__Exercise directions__
The entries that follow need to be retyped verbatim.

__Source material__
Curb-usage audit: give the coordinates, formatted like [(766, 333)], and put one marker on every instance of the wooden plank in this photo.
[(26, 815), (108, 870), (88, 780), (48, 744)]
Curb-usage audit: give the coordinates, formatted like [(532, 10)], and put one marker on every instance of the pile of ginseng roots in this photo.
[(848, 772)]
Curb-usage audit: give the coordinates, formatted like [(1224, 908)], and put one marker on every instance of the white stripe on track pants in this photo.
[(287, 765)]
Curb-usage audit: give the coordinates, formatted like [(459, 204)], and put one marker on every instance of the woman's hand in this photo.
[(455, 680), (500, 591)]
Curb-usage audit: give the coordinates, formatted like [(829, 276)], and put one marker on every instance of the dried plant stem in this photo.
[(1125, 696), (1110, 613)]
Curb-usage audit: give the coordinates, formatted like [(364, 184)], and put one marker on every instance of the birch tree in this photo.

__Task result__
Curb-usage audit: give the coordinates, formatted like [(766, 333)], and put one marker on every instance of the wooden plank in this photo.
[(26, 815), (108, 870), (88, 780), (48, 744)]
Curb-usage audit: give the coordinates, formatted like [(532, 10)], and put one marker on every instance of the pile of ginseng roots in this photo.
[(848, 772)]
Curb-usage audit: give the coordinates, formatted like [(1224, 908)], and put one marker on every instance of the white stripe on track pants in this photo.
[(287, 765)]
Curb-usage audit: give the coordinates, formatted like [(459, 204)], and put one marker on every instance of the woman's hand in this photo.
[(455, 680), (500, 591)]
Curb-usage audit: give the coordinates, formatted like [(829, 276)], and put one marker on every instance of the dried plant stem in this photo.
[(1125, 696), (1110, 613)]
Curb-usage audit: give the coordinates, formatted like [(364, 184)], and put one marker on every instance of the birch tree in this photo.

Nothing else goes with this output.